Source material: Begin

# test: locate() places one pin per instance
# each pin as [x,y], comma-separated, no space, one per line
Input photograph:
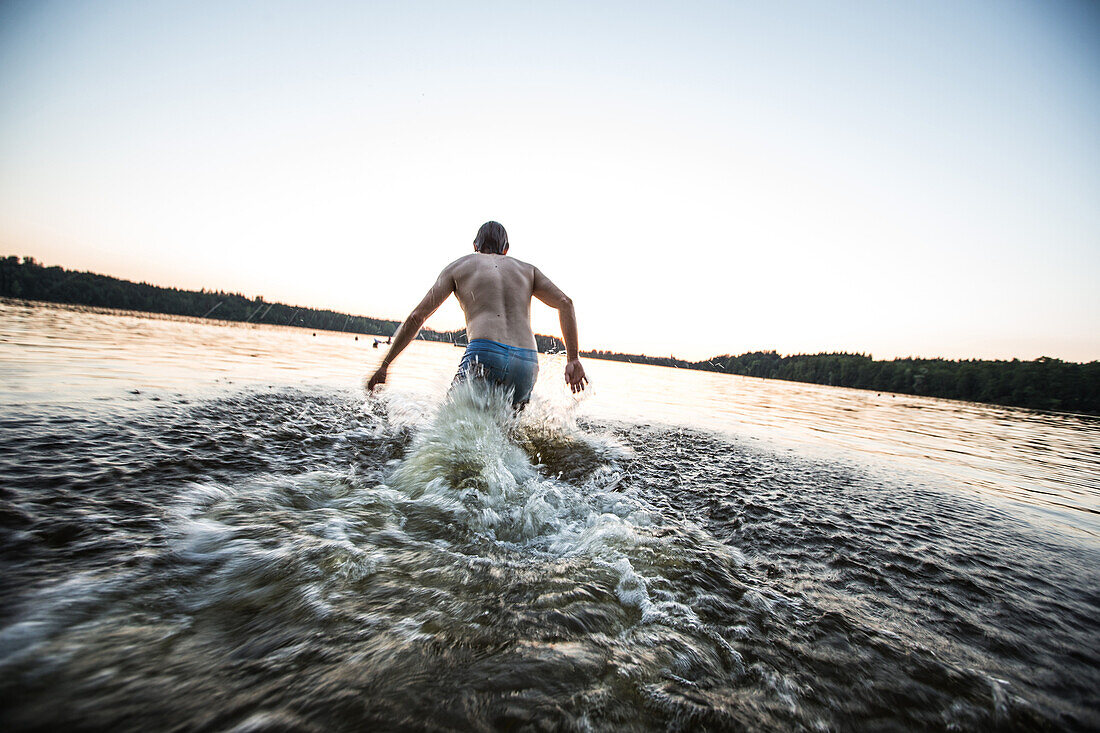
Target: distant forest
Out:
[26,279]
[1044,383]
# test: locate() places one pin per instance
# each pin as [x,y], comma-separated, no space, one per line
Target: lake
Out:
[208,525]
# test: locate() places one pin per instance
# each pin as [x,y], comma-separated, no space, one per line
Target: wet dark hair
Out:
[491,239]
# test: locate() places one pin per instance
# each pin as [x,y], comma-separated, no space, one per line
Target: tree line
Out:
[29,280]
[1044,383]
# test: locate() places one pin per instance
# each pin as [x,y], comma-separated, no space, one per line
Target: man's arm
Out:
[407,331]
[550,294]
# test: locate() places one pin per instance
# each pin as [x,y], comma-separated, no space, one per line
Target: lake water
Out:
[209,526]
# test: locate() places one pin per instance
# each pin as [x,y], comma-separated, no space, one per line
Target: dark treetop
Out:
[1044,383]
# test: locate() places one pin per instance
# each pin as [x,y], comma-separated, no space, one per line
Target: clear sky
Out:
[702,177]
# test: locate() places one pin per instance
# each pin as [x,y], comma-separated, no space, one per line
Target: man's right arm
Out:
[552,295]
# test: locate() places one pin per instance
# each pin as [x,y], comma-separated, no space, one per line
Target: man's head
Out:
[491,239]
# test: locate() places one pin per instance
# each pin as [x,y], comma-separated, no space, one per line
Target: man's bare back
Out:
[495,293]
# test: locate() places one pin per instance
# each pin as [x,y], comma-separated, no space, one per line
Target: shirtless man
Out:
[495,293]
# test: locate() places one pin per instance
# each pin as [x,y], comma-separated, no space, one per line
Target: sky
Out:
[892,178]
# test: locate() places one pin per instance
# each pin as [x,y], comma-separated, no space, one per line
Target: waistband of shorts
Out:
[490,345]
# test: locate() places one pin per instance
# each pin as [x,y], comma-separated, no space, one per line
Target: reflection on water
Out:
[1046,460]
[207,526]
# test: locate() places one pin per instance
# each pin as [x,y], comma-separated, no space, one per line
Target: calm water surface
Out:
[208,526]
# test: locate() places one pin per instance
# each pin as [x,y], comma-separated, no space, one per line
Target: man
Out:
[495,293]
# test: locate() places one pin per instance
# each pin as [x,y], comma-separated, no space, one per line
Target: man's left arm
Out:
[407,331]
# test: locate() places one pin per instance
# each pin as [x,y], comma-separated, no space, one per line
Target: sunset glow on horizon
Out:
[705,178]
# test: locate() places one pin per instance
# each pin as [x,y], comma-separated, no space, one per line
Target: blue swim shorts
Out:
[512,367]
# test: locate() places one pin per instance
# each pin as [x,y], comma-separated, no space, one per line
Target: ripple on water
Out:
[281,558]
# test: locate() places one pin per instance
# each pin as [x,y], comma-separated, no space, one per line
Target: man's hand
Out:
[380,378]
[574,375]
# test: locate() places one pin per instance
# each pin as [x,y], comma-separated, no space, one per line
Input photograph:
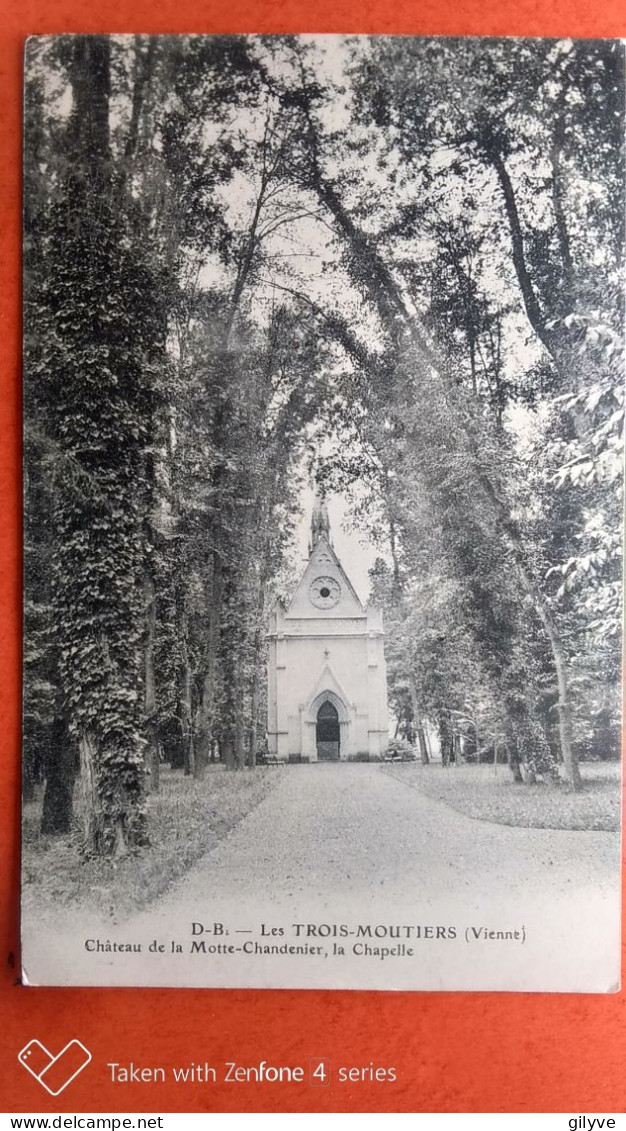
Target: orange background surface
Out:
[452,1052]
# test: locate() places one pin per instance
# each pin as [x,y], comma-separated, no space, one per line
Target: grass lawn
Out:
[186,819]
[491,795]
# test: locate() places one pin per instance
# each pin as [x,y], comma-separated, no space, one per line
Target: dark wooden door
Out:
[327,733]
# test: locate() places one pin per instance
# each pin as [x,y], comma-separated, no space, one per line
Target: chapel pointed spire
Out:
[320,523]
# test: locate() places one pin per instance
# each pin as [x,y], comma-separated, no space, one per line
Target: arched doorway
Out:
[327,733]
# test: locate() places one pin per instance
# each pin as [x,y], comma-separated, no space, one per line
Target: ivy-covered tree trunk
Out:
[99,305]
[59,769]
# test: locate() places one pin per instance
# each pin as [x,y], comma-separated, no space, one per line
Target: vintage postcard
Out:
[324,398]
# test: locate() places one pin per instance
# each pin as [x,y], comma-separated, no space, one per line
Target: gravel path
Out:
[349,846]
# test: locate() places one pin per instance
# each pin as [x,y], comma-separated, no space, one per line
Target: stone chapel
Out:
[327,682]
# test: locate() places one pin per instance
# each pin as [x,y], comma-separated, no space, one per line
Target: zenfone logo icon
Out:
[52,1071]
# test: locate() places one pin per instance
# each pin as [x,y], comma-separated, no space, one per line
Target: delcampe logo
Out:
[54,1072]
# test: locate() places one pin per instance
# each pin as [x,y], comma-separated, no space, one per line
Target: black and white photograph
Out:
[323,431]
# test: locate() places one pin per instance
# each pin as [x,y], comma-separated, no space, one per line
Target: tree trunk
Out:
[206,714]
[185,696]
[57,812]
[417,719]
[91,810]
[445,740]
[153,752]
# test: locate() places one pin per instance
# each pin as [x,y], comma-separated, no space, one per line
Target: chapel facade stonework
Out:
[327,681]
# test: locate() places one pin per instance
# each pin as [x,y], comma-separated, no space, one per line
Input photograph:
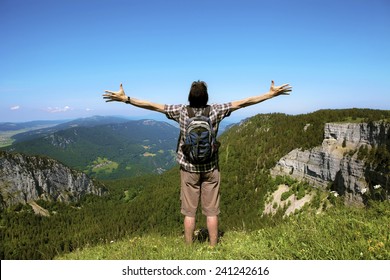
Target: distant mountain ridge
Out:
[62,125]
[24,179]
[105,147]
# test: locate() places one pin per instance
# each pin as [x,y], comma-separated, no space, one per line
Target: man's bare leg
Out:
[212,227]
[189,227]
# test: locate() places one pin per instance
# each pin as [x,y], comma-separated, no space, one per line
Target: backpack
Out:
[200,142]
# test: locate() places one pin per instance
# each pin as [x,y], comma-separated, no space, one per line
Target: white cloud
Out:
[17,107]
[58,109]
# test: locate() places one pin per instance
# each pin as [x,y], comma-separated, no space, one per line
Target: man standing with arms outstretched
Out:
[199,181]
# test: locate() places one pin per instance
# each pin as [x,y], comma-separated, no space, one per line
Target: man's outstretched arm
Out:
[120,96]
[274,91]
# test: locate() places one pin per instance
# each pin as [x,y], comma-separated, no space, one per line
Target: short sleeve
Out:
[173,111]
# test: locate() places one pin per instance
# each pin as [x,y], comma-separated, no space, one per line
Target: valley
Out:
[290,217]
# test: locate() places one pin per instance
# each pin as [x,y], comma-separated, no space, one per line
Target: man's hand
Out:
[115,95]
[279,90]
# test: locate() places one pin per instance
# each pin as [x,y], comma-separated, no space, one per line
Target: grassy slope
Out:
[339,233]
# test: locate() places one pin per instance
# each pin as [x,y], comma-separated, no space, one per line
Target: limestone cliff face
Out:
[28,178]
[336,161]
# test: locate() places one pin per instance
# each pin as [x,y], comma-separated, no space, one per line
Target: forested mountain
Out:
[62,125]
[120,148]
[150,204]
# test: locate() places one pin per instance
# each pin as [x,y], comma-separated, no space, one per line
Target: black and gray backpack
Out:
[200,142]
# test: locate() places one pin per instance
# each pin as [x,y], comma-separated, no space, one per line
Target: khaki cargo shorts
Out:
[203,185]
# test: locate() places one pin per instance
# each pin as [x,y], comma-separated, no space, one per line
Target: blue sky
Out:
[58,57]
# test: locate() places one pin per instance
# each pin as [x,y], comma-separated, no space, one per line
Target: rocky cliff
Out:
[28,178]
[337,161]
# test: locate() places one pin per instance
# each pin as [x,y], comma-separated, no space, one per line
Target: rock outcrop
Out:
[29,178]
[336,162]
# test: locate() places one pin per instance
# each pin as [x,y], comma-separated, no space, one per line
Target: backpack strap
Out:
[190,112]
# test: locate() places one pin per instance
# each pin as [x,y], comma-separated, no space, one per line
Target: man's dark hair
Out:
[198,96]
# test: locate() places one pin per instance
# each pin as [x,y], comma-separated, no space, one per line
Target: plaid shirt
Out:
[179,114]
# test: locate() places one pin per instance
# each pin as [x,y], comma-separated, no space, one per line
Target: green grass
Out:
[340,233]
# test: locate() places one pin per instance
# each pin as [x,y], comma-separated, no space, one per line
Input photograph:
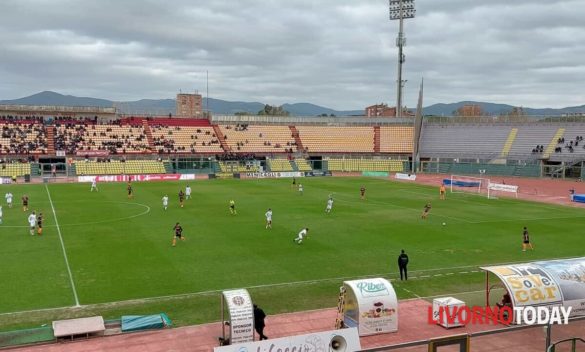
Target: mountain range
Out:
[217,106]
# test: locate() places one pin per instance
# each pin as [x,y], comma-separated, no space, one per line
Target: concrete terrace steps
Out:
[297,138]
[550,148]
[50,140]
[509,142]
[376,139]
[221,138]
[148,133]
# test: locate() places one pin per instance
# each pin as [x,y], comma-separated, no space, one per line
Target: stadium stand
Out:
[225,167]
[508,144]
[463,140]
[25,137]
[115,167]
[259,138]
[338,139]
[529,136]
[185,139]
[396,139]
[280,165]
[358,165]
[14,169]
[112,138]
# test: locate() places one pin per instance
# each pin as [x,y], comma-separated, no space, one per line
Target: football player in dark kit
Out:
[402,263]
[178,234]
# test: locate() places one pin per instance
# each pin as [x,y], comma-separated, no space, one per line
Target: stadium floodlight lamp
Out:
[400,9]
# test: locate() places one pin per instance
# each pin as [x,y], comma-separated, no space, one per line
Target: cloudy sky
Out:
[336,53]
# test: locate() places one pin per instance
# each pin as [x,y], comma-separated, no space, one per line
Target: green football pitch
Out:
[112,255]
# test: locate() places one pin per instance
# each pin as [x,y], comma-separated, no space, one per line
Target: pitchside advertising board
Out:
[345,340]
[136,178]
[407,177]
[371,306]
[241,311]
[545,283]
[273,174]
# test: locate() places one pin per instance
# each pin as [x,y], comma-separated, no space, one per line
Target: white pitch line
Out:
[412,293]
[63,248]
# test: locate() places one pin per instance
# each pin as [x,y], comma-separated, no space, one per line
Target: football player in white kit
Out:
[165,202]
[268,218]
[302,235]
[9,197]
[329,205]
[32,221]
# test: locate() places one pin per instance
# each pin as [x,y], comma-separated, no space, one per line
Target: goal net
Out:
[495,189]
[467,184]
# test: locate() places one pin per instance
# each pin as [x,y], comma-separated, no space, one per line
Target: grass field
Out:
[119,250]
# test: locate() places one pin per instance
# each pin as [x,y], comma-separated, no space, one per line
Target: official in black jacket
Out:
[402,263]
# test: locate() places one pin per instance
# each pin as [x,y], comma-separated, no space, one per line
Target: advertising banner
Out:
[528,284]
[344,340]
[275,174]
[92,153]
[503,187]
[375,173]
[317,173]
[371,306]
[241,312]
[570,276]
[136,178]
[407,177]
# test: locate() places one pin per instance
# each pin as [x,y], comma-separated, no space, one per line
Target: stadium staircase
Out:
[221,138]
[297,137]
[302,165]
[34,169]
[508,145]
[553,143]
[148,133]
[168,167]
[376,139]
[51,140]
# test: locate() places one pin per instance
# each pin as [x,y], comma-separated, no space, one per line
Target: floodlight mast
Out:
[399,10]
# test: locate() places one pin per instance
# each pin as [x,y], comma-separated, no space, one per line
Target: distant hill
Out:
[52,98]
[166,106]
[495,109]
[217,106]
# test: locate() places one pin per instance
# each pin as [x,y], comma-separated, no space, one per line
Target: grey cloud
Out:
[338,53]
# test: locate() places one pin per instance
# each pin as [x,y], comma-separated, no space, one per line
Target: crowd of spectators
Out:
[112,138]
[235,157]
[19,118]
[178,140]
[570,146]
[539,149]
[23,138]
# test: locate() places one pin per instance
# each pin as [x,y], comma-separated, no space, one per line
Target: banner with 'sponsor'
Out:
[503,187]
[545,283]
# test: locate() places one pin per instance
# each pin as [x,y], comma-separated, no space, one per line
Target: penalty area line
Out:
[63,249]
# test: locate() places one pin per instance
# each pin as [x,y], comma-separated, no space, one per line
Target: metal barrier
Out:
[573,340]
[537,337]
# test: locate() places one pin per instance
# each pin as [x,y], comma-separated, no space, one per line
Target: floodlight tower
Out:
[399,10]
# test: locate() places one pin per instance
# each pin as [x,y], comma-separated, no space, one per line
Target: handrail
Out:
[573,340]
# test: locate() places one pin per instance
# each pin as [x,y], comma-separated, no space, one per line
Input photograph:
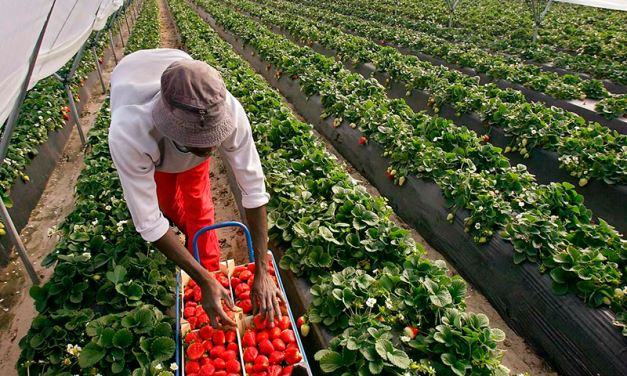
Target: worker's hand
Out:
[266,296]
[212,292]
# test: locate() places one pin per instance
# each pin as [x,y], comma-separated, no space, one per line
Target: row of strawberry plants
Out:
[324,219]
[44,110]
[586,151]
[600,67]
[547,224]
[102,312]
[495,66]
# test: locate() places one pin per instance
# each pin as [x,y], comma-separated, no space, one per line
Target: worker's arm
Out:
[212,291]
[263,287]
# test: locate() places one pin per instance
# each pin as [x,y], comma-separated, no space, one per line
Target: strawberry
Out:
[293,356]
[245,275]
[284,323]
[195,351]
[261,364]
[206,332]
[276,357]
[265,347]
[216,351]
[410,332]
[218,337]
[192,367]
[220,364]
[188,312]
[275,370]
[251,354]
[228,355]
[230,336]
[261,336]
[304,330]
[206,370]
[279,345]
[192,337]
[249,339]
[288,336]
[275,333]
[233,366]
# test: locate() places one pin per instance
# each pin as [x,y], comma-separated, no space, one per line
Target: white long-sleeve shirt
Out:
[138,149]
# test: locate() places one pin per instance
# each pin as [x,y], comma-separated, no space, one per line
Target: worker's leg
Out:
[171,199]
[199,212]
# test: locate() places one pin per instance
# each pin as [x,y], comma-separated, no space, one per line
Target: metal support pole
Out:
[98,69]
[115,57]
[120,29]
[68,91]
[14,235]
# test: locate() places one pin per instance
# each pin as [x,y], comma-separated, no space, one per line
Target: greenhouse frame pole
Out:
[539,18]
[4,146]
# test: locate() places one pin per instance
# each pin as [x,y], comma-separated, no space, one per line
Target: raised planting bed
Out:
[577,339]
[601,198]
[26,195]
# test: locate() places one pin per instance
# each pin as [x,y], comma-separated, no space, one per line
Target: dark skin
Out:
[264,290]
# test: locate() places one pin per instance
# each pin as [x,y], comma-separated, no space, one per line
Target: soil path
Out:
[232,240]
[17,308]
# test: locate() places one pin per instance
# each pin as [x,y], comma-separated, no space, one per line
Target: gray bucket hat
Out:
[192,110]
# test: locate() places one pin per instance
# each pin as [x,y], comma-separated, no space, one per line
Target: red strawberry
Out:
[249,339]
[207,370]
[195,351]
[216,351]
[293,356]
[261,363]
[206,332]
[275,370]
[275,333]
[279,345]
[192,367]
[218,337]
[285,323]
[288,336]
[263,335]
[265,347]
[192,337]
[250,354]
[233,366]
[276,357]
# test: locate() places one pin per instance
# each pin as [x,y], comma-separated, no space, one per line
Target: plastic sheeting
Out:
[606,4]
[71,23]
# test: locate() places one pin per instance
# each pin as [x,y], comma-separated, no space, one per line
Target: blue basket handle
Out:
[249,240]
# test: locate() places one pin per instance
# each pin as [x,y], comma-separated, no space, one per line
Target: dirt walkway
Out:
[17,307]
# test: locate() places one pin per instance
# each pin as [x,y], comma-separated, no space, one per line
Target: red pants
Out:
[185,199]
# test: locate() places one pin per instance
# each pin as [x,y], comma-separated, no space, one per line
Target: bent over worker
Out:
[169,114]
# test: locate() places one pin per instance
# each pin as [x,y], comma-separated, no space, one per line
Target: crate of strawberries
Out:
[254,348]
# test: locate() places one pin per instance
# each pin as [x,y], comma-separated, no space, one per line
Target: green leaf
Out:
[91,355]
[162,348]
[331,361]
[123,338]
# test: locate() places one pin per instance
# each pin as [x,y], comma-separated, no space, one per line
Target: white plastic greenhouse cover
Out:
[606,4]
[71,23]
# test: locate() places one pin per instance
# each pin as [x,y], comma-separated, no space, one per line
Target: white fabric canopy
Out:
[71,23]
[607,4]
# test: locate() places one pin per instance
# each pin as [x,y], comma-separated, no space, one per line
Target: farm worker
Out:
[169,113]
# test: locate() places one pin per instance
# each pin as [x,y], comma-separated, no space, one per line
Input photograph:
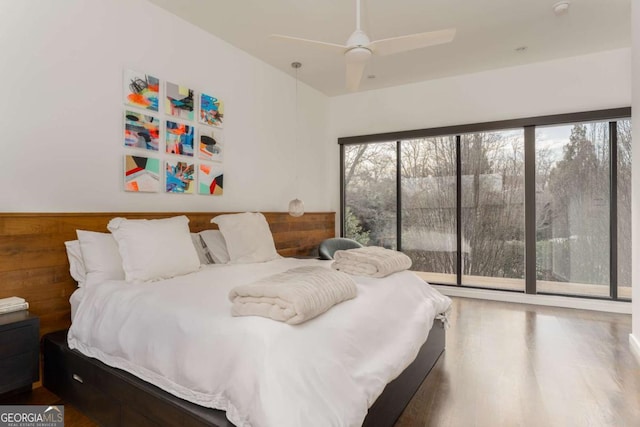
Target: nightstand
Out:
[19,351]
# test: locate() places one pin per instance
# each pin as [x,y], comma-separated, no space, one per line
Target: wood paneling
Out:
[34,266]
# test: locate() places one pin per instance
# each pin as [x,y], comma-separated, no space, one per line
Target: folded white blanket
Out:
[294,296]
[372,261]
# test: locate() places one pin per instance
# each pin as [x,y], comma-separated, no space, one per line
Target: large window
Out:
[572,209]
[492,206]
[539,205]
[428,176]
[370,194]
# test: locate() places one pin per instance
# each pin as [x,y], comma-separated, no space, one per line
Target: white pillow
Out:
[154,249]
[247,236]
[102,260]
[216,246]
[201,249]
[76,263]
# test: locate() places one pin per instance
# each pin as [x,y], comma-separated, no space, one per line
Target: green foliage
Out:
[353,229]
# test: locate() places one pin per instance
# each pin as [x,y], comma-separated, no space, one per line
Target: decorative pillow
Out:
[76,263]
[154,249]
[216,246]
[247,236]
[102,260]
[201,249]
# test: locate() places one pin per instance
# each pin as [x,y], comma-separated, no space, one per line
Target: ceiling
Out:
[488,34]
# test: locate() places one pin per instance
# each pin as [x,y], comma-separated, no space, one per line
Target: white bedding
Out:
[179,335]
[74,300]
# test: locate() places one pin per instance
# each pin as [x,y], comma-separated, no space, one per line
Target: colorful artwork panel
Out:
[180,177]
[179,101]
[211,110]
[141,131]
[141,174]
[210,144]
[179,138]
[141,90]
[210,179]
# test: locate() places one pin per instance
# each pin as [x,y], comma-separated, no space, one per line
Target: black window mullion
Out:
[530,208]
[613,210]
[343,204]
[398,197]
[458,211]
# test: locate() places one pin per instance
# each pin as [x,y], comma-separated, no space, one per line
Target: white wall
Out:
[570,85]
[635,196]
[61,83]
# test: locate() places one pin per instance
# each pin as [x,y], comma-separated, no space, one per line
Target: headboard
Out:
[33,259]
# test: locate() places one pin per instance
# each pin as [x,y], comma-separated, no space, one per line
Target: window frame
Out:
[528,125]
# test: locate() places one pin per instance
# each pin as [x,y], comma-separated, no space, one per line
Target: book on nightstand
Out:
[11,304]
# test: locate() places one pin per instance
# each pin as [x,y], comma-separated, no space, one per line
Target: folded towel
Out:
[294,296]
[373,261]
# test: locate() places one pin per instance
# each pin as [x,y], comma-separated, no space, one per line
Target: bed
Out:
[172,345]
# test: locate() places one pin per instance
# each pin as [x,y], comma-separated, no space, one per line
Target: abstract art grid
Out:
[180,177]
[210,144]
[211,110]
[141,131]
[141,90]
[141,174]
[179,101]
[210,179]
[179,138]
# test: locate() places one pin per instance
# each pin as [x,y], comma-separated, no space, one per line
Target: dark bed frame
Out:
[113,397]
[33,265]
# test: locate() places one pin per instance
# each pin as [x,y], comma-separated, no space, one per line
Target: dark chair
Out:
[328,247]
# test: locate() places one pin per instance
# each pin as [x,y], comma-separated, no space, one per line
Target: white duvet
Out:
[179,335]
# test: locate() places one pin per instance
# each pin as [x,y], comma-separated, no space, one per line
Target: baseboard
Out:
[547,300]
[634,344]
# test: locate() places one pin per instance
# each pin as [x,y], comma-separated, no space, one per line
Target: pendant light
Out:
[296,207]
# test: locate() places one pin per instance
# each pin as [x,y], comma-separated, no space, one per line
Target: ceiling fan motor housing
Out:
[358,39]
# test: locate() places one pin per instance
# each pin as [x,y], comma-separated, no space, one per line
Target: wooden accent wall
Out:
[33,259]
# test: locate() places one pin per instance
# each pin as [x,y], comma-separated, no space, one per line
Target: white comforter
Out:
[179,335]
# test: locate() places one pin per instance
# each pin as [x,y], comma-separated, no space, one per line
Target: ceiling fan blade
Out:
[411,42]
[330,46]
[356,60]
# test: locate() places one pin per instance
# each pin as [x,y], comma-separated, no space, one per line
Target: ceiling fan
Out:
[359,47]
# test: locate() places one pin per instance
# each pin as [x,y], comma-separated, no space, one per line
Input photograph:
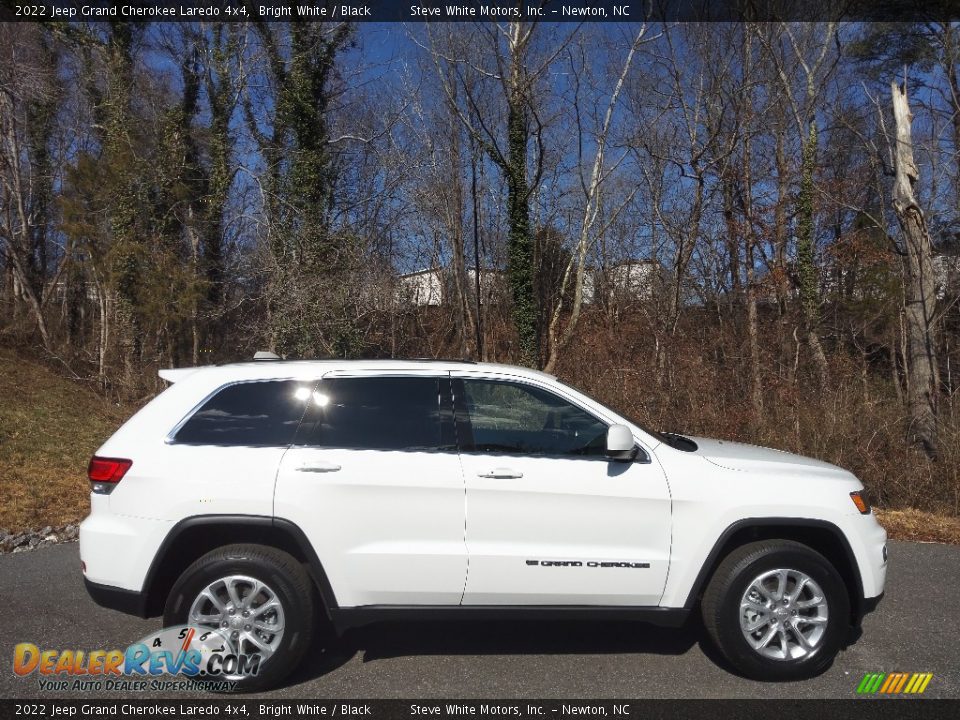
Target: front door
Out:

Source material: End

What is expected >> Count all lines of the data that include "banner". The answer is the number alone.

Answer for the task >> 2